Each line from the one containing "Pressing-analysis tagging request: spot the distant" through the end of the data is to be written out exactly, and nothing more.
↓
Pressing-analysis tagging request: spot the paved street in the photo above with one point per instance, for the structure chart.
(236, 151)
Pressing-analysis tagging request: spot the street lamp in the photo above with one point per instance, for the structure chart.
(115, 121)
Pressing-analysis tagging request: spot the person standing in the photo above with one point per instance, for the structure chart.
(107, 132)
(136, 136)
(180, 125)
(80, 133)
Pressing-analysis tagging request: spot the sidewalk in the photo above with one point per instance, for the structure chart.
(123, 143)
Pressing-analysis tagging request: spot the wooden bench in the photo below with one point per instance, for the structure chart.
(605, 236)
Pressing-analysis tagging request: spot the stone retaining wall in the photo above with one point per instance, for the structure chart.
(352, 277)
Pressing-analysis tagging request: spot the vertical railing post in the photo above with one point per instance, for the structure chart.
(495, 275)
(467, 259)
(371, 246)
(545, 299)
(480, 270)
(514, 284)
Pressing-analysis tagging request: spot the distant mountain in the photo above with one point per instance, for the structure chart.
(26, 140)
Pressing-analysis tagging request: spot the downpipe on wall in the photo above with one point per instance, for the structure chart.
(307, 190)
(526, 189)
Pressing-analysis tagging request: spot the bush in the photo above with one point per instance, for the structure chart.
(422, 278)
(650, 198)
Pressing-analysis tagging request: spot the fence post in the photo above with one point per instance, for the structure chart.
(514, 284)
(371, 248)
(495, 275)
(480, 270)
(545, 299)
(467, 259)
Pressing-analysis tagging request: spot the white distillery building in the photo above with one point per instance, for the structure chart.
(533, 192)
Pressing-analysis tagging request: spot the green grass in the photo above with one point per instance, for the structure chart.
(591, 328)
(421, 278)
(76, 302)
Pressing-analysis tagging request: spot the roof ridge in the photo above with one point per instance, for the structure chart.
↑
◆ **Exercise answer**
Pressing-analysis tagging request: spot the distant mountain in the photo above with one point per instance, for the structure chart.
(26, 140)
Pressing-analysis tagging request: spot the downpipe on wall in the photo above with one point per instance, for the structure chart.
(307, 190)
(526, 189)
Pressing-analysis tagging request: spot the bush in the photo above with one point per instance, for the structure chart.
(422, 278)
(650, 198)
Pressing-analysis tagging request: spot the fence post in the photo above with one point per instance, for the structure chart.
(514, 284)
(371, 248)
(495, 275)
(480, 270)
(545, 299)
(467, 259)
Pressing-analysis tagging request: spot the white distillery building in the photo above with one point per instance, for the structure chart.
(533, 192)
Pressing-analysis tagging request: spot the green grass in the photo above with one point per instance, for the structure chart.
(591, 328)
(421, 278)
(76, 302)
Pressing-analysis tagging request: spot the roof ridge in the photo above with one point per instance, for the structure chart.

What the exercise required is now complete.